# [PASSAGE SHOWN]
District courts "possess[] the inherent procedural power to reconsider, rescind, or modify an interlocutory order for cause seen by it to be sufficient." City of L.A., Harbor Div. v. Santa Monica Baykeeper, 254 F.3d 882, 885 (9th Cir.2001) (citations and internal quotation marks omitted). A motion for reconsideration, however, "should not be granted . . . unless the district court is presented with newly discovered evidence, committed clear error, or if there is an intervening change in the controlling law." 389 Orange St. Partners v. Arnold, 179 F.3d 656, 665 (9th Cir. 1999) (citing School Dist. No. 1J v. ACandS, Inc., 5 F.3d 1255, 1263 (9th Cir. 1993)). Reconsideration of a prior order is an extraordinary remedy "to be used sparingly in the interests of finality and conservation of judicial resources." Kona Enters., Inc. v. Estate of Bishop, 229 F.3d 877, 890 (9th Cir. 2000) (citations omitted); Pyramid Lake Paiute Tribe of Indians v. Hodel, 882 F.2d 364, 369 n.5 (9th Cir. 1989) ("[T]he orderly administration of lengthy and complex litigation such as this requires the finality of orders be reasonably certain.").

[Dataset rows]

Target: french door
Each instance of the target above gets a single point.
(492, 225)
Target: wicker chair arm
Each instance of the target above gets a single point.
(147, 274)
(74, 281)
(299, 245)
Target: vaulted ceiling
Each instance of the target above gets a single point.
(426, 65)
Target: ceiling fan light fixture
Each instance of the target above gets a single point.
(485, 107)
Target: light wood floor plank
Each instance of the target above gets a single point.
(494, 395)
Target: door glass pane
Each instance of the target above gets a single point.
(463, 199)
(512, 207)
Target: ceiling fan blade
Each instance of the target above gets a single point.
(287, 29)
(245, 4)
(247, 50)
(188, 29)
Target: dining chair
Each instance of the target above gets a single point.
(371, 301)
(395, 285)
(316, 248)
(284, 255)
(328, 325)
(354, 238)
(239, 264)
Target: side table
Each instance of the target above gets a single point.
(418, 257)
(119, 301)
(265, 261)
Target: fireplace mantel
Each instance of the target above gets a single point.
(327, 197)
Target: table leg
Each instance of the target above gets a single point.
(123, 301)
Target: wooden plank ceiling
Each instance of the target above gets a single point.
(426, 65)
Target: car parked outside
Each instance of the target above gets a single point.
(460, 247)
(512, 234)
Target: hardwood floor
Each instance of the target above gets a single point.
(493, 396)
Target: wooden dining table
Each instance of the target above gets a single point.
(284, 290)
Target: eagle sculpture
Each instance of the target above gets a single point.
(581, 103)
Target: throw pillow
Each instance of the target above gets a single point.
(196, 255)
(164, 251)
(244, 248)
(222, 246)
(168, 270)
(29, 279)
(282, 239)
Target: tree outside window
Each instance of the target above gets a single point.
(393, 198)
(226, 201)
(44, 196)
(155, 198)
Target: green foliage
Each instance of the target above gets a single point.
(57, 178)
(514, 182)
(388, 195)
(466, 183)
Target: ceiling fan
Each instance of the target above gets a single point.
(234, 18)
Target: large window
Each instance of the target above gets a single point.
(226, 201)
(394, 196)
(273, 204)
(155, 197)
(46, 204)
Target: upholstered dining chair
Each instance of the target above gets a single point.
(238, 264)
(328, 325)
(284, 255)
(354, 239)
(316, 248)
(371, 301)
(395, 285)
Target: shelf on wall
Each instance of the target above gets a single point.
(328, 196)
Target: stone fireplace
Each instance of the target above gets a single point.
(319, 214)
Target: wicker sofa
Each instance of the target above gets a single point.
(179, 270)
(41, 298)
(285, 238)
---
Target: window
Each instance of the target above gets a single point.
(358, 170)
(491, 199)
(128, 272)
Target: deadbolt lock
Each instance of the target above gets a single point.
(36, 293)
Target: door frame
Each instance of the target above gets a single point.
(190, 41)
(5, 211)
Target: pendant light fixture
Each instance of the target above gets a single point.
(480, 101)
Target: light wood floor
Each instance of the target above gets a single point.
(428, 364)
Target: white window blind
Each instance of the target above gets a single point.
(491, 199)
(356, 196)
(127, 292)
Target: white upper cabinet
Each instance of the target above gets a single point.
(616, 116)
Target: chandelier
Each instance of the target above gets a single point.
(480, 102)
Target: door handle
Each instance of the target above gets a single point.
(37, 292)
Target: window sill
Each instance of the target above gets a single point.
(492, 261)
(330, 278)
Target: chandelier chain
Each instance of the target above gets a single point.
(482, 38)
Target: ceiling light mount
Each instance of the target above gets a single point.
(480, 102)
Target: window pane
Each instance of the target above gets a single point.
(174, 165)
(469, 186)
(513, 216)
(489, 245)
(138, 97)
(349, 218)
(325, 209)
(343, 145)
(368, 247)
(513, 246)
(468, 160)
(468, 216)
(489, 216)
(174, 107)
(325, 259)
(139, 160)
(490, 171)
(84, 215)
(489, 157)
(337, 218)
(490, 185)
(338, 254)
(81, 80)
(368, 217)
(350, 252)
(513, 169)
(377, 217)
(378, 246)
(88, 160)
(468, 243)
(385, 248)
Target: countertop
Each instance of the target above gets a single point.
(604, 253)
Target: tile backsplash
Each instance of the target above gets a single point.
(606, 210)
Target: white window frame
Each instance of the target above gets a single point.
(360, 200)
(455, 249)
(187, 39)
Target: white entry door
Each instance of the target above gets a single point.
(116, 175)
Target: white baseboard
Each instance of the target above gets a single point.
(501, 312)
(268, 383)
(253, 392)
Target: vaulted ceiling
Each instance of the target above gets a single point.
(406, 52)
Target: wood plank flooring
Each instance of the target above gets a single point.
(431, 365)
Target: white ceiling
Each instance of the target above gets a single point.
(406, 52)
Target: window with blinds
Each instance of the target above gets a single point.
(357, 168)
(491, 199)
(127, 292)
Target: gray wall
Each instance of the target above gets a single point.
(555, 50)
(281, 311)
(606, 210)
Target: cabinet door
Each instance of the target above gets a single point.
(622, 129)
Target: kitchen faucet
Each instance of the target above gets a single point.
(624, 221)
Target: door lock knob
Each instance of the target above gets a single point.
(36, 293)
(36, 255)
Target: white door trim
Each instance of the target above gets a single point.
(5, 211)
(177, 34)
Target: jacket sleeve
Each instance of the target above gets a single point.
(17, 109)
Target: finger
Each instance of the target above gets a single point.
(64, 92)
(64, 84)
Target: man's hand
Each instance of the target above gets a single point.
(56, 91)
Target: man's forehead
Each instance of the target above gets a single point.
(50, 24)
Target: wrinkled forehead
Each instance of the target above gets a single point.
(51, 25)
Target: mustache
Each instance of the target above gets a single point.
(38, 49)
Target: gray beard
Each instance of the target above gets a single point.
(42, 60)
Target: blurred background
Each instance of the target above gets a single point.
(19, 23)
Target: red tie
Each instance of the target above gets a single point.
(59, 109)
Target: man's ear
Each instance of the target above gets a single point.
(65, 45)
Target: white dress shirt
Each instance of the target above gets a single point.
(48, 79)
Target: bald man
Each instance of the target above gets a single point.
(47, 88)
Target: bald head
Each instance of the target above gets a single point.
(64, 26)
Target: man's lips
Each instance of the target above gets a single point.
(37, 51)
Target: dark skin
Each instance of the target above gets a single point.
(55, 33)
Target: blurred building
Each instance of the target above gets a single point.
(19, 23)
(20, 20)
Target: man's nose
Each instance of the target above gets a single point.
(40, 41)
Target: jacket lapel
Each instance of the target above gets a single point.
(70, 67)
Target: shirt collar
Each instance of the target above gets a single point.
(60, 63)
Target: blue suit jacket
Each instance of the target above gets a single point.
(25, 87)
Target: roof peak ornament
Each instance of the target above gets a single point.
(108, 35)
---
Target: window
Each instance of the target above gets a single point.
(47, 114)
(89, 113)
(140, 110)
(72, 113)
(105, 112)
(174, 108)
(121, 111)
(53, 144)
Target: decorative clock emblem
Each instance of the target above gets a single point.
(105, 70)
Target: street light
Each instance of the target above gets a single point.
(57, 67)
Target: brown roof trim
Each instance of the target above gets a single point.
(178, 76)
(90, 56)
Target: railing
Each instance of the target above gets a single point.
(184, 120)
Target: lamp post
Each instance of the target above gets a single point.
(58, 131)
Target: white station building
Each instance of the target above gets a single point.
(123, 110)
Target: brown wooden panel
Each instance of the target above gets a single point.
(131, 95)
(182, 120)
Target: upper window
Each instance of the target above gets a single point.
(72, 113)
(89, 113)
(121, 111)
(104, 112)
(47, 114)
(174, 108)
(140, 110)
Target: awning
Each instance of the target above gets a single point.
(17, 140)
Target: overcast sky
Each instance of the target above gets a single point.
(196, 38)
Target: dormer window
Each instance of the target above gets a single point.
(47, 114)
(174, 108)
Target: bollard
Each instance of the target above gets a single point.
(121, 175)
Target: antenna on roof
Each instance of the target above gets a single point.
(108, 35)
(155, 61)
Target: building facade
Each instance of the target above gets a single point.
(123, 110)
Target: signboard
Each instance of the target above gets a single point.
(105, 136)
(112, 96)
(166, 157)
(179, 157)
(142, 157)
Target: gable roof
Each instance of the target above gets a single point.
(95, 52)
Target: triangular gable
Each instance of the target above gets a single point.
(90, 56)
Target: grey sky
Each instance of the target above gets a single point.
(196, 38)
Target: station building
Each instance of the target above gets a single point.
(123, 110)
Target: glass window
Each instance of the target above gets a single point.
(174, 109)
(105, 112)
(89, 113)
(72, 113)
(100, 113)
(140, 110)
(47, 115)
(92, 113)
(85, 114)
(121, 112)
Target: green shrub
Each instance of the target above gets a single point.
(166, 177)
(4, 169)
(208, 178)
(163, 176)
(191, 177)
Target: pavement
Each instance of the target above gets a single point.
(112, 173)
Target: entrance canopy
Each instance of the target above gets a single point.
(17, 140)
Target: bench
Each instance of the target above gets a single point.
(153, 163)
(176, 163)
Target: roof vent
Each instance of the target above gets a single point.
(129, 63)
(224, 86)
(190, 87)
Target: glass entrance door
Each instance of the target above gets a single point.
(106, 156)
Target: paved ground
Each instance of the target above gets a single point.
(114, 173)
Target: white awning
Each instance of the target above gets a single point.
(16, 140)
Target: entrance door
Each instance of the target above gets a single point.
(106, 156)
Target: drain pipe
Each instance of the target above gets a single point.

# [CHALLENGE]
Copy the passage on motions for reconsideration word for word.

# [SOLUTION TO THIS PROBLEM]
District courts "possess[] the inherent procedural power to reconsider, rescind, or modify an interlocutory order for cause seen by it to be sufficient." City of L.A., Harbor Div. v. Santa Monica Baykeeper, 254 F.3d 882, 885 (9th Cir.2001) (citations and internal quotation marks omitted). A motion for reconsideration, however, "should not be granted . . . unless the district court is presented with newly discovered evidence, committed clear error, or if there is an intervening change in the controlling law." 389 Orange St. Partners v. Arnold, 179 F.3d 656, 665 (9th Cir. 1999) (citing School Dist. No. 1J v. ACandS, Inc., 5 F.3d 1255, 1263 (9th Cir. 1993)). Reconsideration of a prior order is an extraordinary remedy "to be used sparingly in the interests of finality and conservation of judicial resources." Kona Enters., Inc. v. Estate of Bishop, 229 F.3d 877, 890 (9th Cir. 2000) (citations omitted); Pyramid Lake Paiute Tribe of Indians v. Hodel, 882 F.2d 364, 369 n.5 (9th Cir. 1989) ("[T]he orderly administration of lengthy and complex litigation such as this requires the finality of orders be reasonably certain.").